WHAT TO PRODUCE: Retrieve all lines below that have the string "image".

╭─ RECORDS FOR THE TASK

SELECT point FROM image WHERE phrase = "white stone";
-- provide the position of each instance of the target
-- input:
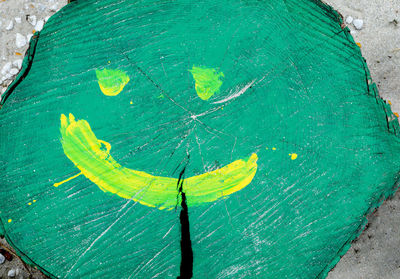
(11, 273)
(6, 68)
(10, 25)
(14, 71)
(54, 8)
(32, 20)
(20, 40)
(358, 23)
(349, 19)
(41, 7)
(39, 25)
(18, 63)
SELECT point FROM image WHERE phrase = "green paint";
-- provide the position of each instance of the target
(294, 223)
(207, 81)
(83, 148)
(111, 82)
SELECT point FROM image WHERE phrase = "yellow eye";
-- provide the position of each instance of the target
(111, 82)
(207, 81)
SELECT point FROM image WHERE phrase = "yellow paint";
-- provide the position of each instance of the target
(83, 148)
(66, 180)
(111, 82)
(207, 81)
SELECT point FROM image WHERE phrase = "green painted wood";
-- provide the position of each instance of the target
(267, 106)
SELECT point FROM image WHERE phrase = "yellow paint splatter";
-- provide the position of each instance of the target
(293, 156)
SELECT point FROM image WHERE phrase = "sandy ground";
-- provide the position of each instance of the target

╰─
╭─ RECORDS FOR THE TASK

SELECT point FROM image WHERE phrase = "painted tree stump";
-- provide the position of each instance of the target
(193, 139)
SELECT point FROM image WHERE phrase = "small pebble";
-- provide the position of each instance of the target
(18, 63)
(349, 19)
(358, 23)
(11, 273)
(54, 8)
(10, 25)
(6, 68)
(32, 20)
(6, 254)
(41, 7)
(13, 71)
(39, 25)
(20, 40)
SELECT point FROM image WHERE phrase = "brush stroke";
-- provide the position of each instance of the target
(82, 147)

╰─

PROBLEM SOLUTION:
SELECT point FROM image WHERE phrase = "white stone";
SELECT point FROM image WHERE phrase = "green paint";
SELECT point FROM image WHERE phrase = "yellow eye";
SELECT point FROM image WHERE phrase = "yellow paint";
SELECT point FROM image WHERE phrase = "green painted wood";
SELECT point FROM image WHERE phrase = "yellow paint splatter";
SELECT point FROM image WHERE phrase = "sandy ground";
SELECT point FROM image WHERE phrase = "painted tree stump";
SELECT point FROM image WHERE phrase = "small pebble";
SELECT point FROM image WHERE phrase = "brush stroke";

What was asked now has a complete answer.